> [Labeled region records]
————————
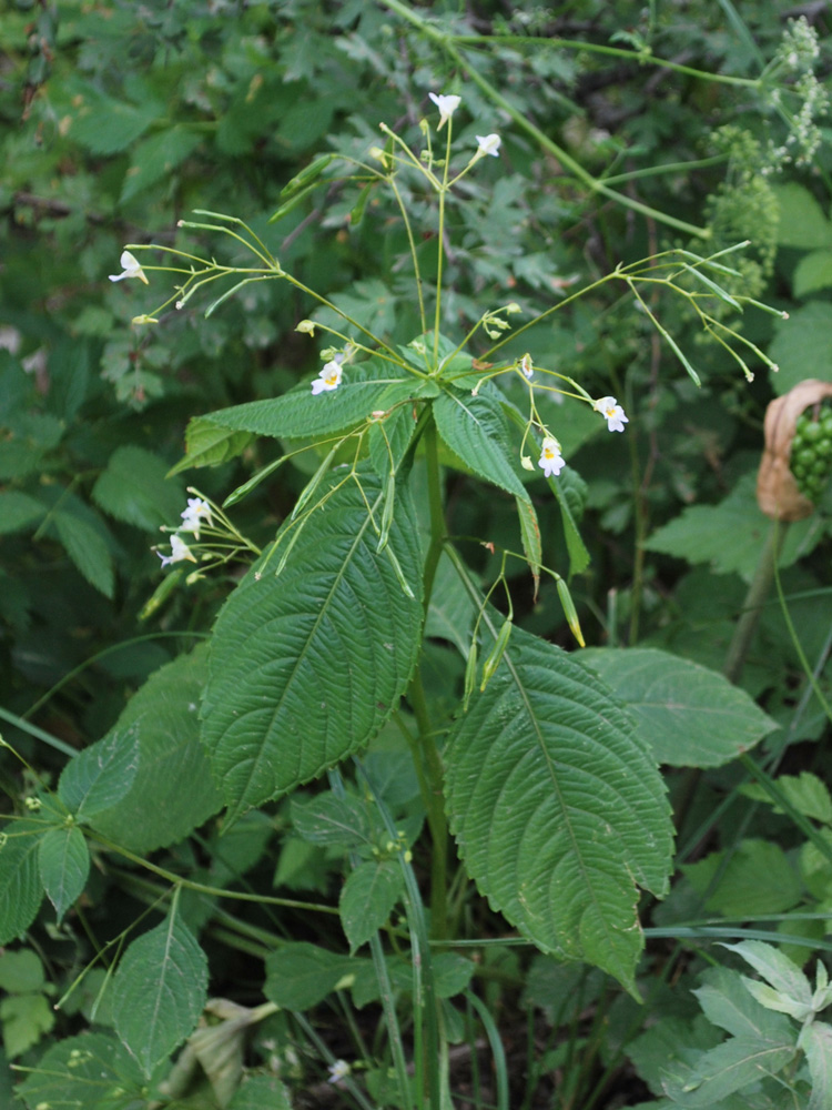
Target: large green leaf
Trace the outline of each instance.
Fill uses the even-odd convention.
[[[652,754],[606,686],[515,629],[445,759],[451,827],[493,906],[635,990],[638,887],[666,890],[672,827]]]
[[[434,402],[434,417],[439,435],[468,470],[528,501],[499,397],[448,390]]]
[[[58,797],[79,821],[110,809],[130,790],[139,770],[139,728],[115,728],[67,764]]]
[[[43,898],[38,850],[42,831],[33,821],[3,828],[0,844],[0,945],[21,936],[38,914]]]
[[[343,475],[341,475],[343,478]],[[382,487],[362,470],[315,511],[278,576],[283,543],[223,606],[203,740],[233,815],[314,778],[373,737],[405,692],[419,645],[422,553],[402,488],[378,554]],[[366,498],[366,500],[365,500]],[[413,596],[406,596],[396,568]]]
[[[180,656],[151,675],[119,717],[115,730],[128,765],[138,737],[135,777],[118,804],[90,810],[88,803],[84,816],[99,833],[132,851],[181,840],[222,806],[200,744],[197,707],[205,672],[204,649]],[[94,787],[98,798],[114,786],[118,763],[114,754],[112,769]]]
[[[356,951],[390,916],[402,894],[402,868],[395,860],[383,859],[359,864],[348,876],[341,891],[341,921]]]
[[[832,1026],[825,1021],[806,1026],[801,1033],[801,1047],[812,1077],[812,1096],[806,1110],[823,1110],[832,1106]]]
[[[145,1076],[182,1043],[207,998],[207,960],[176,907],[124,953],[112,985],[115,1031]]]
[[[669,652],[600,647],[580,662],[627,706],[659,763],[719,767],[778,727],[724,675]]]
[[[773,1042],[755,1037],[732,1037],[704,1052],[683,1079],[673,1077],[662,1086],[681,1107],[713,1110],[734,1091],[755,1086],[767,1074],[777,1074],[795,1053],[793,1035]]]
[[[91,586],[104,597],[115,592],[115,571],[110,548],[101,533],[74,513],[55,513],[58,538]]]
[[[143,447],[128,444],[110,456],[92,497],[116,521],[158,532],[180,523],[184,497],[180,482],[168,478],[168,464]]]
[[[292,1110],[288,1091],[276,1076],[246,1076],[229,1110]]]
[[[80,896],[90,874],[87,840],[77,825],[50,829],[40,838],[40,877],[60,921]]]
[[[232,432],[204,416],[194,416],[185,431],[185,457],[171,467],[169,476],[192,466],[226,463],[245,451],[252,438],[251,432]]]
[[[282,397],[221,408],[201,416],[200,422],[275,438],[329,435],[366,420],[374,411],[386,411],[397,402],[415,396],[418,386],[418,379],[395,364],[371,361],[346,366],[341,385],[328,393],[313,396],[310,383],[304,382]]]
[[[144,1110],[142,1074],[109,1033],[68,1037],[38,1061],[17,1088],[28,1110]]]

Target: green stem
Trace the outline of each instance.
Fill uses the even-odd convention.
[[[535,127],[526,117],[518,112],[517,109],[503,97],[495,87],[487,81],[481,73],[471,65],[471,63],[461,54],[454,46],[454,40],[450,36],[445,34],[443,31],[427,23],[423,17],[415,11],[412,11],[402,0],[382,0],[386,8],[395,11],[397,14],[402,16],[409,23],[422,31],[427,38],[432,39],[437,46],[453,59],[453,61],[475,82],[478,84],[483,92],[499,108],[504,110],[528,135],[530,135],[535,142],[537,142],[544,150],[548,150],[550,154],[565,167],[578,181],[581,182],[590,192],[598,193],[601,196],[606,196],[607,200],[615,201],[617,204],[622,204],[625,208],[631,209],[633,212],[639,212],[641,215],[656,220],[660,223],[667,224],[669,228],[676,228],[677,231],[684,232],[686,235],[694,235],[697,239],[710,239],[711,231],[709,228],[697,228],[692,223],[686,223],[684,220],[677,220],[676,216],[668,215],[664,212],[660,212],[658,209],[650,208],[649,204],[642,204],[641,201],[637,201],[632,196],[627,196],[625,193],[616,192],[615,189],[610,189],[598,178],[593,178],[591,173],[584,169],[580,162],[577,162],[570,154],[568,154],[561,147],[558,147],[556,142],[545,134],[539,128]],[[757,84],[757,82],[753,82]]]
[[[171,882],[176,887],[185,887],[187,890],[195,890],[197,894],[202,895],[211,895],[213,898],[235,898],[237,901],[253,901],[258,902],[262,906],[285,906],[288,909],[305,909],[312,910],[316,914],[332,914],[335,917],[337,917],[339,912],[336,906],[321,906],[316,902],[296,901],[292,898],[274,898],[268,895],[248,894],[245,890],[226,890],[224,887],[210,887],[204,882],[194,882],[192,879],[185,879],[181,875],[175,875],[173,871],[166,870],[164,867],[151,864],[150,860],[144,859],[142,856],[136,856],[132,851],[128,851],[126,848],[122,848],[118,844],[113,844],[112,840],[108,840],[98,833],[92,833],[89,829],[85,829],[84,831],[90,840],[101,845],[102,848],[105,848],[108,851],[114,851],[119,856],[123,856],[124,859],[129,859],[133,864],[144,867],[146,870],[152,871],[153,875],[158,875],[160,879],[165,879],[168,882]]]
[[[337,770],[329,771],[329,785],[332,786],[333,794],[337,798],[343,800],[346,797],[344,779]],[[355,870],[356,867],[359,866],[359,862],[361,858],[358,854],[356,851],[351,851],[349,866],[352,869]],[[376,971],[376,979],[378,980],[378,992],[382,997],[382,1009],[384,1010],[384,1018],[387,1023],[387,1035],[390,1043],[390,1051],[393,1053],[393,1062],[396,1069],[396,1078],[398,1079],[399,1091],[405,1100],[407,1110],[410,1110],[413,1106],[413,1096],[410,1093],[410,1081],[407,1076],[405,1049],[402,1043],[402,1032],[399,1030],[398,1017],[396,1015],[393,983],[390,982],[389,972],[387,970],[387,960],[385,959],[382,938],[377,929],[369,938],[369,951],[373,956],[373,966]]]
[[[479,46],[493,42],[508,43],[536,43],[549,47],[552,50],[581,50],[587,53],[607,54],[609,58],[622,58],[639,65],[656,65],[659,69],[673,70],[676,73],[686,73],[688,77],[701,78],[703,81],[714,81],[718,84],[740,85],[752,91],[759,91],[763,82],[760,78],[731,77],[729,73],[710,73],[707,70],[693,69],[691,65],[681,65],[679,62],[668,61],[666,58],[656,58],[652,53],[625,50],[621,47],[607,47],[600,42],[581,42],[579,39],[541,39],[528,34],[455,34],[454,42],[461,46]]]
[[[397,837],[396,826],[378,794],[375,784],[361,760],[354,760],[358,773],[373,795],[378,814],[384,821],[387,835],[395,842]],[[399,852],[399,866],[405,881],[405,906],[407,908],[407,922],[410,931],[410,947],[414,975],[414,1056],[416,1069],[416,1110],[442,1110],[446,1104],[443,1102],[442,1091],[447,1067],[443,1067],[440,1058],[440,1031],[439,1031],[439,1009],[436,997],[436,983],[433,972],[433,956],[430,952],[430,941],[427,935],[425,915],[423,912],[422,896],[418,882],[412,865],[407,861],[405,854]],[[422,1030],[424,1022],[425,1038],[423,1042]],[[445,1064],[447,1057],[444,1058]],[[424,1089],[427,1086],[428,1099],[424,1100]]]
[[[739,682],[742,674],[751,640],[760,623],[763,603],[769,596],[771,585],[774,581],[778,557],[788,528],[788,524],[774,522],[769,529],[765,546],[760,553],[754,577],[751,579],[751,585],[742,606],[742,613],[740,619],[737,622],[737,627],[734,628],[733,637],[726,655],[726,663],[722,667],[722,674],[731,683]]]
[[[433,416],[425,424],[425,455],[427,460],[428,504],[430,512],[430,543],[425,557],[423,575],[424,619],[430,606],[430,595],[436,578],[436,568],[445,542],[445,512],[442,501],[442,471],[439,467],[439,446],[436,424]],[[447,860],[448,860],[448,826],[443,805],[444,773],[442,756],[436,746],[430,715],[427,708],[422,668],[417,667],[407,698],[416,718],[419,731],[419,746],[427,778],[427,820],[433,840],[433,857],[430,868],[430,911],[432,932],[437,939],[447,935]]]

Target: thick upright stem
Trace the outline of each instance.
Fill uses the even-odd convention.
[[[430,542],[425,557],[423,588],[425,597],[425,618],[430,605],[430,594],[436,578],[436,568],[445,539],[445,513],[442,503],[442,473],[439,468],[439,450],[436,424],[433,417],[427,422],[424,432],[425,452],[427,455],[428,503],[430,509]],[[416,725],[418,740],[413,746],[416,760],[422,761],[423,774],[419,778],[426,780],[425,804],[427,823],[430,828],[433,855],[430,861],[430,921],[432,932],[436,939],[443,939],[447,934],[447,869],[448,869],[448,825],[443,805],[443,766],[436,737],[430,724],[427,708],[425,686],[420,666],[416,669],[407,692]]]

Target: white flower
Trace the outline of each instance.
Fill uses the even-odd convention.
[[[123,268],[120,274],[109,274],[110,281],[121,281],[123,278],[138,278],[143,281],[145,285],[150,282],[144,276],[144,271],[139,265],[139,261],[130,253],[130,251],[122,251],[122,255],[119,259],[119,265]]]
[[[334,359],[332,362],[327,362],[316,380],[312,383],[313,396],[318,393],[328,393],[329,390],[337,390],[341,385],[341,375],[343,373],[344,371],[341,369],[339,362],[336,362]]]
[[[592,402],[592,407],[607,421],[610,432],[623,432],[625,424],[630,423],[615,397],[599,397]]]
[[[327,1082],[337,1083],[339,1080],[346,1079],[351,1070],[352,1069],[346,1060],[336,1060],[335,1063],[329,1064],[329,1078]]]
[[[196,562],[196,556],[191,554],[191,548],[179,536],[171,536],[170,555],[163,555],[161,552],[156,552],[156,555],[162,559],[162,566],[170,566],[171,563],[182,563],[183,559],[189,559],[191,563]]]
[[[429,92],[428,97],[433,100],[436,107],[439,109],[439,127],[437,131],[442,131],[443,125],[448,122],[454,112],[459,108],[460,99],[459,97],[444,97],[442,93],[437,97],[435,92]]]
[[[497,134],[477,135],[477,142],[479,143],[477,154],[490,154],[493,158],[496,158],[503,140]]]
[[[180,525],[180,531],[193,532],[197,539],[200,538],[202,522],[204,521],[209,527],[214,523],[211,518],[211,506],[201,497],[189,497],[187,508],[181,515],[182,524]]]
[[[542,472],[547,478],[550,478],[552,474],[557,477],[566,466],[566,460],[560,454],[560,444],[550,435],[547,435],[544,440],[537,465],[542,467]]]

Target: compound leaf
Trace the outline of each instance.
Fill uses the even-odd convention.
[[[132,851],[164,848],[215,814],[222,797],[200,743],[199,704],[205,652],[197,648],[154,672],[115,725],[125,748],[139,746],[139,765],[126,794],[108,808],[84,814],[99,833]],[[129,758],[123,753],[123,758]],[[114,787],[118,758],[105,776]],[[104,785],[95,800],[103,800]]]
[[[124,953],[113,979],[115,1031],[145,1076],[181,1045],[207,998],[207,960],[174,905]]]
[[[719,767],[777,723],[724,675],[655,648],[592,648],[580,656],[627,706],[659,763]]]
[[[38,861],[41,882],[60,922],[90,874],[90,852],[81,829],[77,825],[50,829],[40,838]]]
[[[143,1086],[135,1061],[114,1037],[84,1033],[53,1045],[17,1090],[28,1110],[139,1110],[146,1106]]]
[[[21,936],[34,920],[43,898],[38,849],[41,826],[14,821],[0,844],[0,945]]]

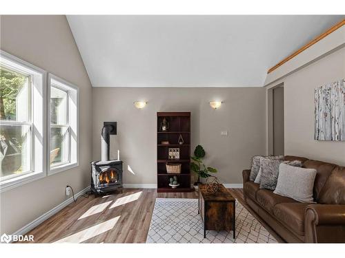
————————
> [Short problem]
Pull out every line of the material above that contains the string "Target", and copy each one in full.

> [Correct result]
Target: large green leaf
Target: green stem
Target: thick upright stem
Target: white flower
Target: compound leaf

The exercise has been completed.